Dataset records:

Content starts

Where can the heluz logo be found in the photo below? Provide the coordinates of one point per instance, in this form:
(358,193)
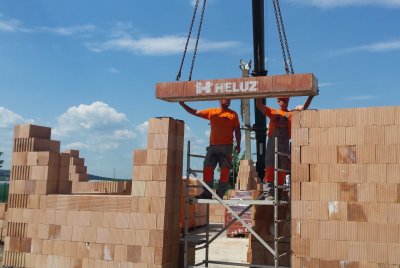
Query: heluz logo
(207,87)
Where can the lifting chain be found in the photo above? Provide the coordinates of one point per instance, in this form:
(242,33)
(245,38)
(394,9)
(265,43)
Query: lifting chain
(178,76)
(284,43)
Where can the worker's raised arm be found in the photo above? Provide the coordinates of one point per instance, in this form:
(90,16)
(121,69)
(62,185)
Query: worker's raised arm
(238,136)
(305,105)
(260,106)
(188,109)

Content ends
Content starts

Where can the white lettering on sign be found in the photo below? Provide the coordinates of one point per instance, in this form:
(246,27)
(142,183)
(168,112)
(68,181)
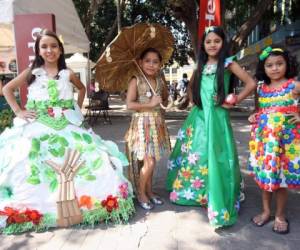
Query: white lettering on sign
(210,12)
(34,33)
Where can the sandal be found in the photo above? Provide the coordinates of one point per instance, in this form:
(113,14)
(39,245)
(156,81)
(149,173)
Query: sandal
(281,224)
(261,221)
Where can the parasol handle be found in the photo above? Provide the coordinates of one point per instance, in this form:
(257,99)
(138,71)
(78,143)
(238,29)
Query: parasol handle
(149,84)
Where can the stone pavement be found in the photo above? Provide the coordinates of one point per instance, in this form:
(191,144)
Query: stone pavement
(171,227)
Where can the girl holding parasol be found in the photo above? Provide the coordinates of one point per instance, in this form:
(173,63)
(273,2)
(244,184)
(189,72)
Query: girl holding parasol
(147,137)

Content ends

Go through the records and show every line with the string "below" in it.

:: RESPONSE TO THIS EXERCISE ::
Where can the heluz logo be found in the photo below? Provide the coordinates of one point per instance, in this form:
Where can the white lettering on sign be found in the photo below? Provide the coordinates of one point per instance, in this form:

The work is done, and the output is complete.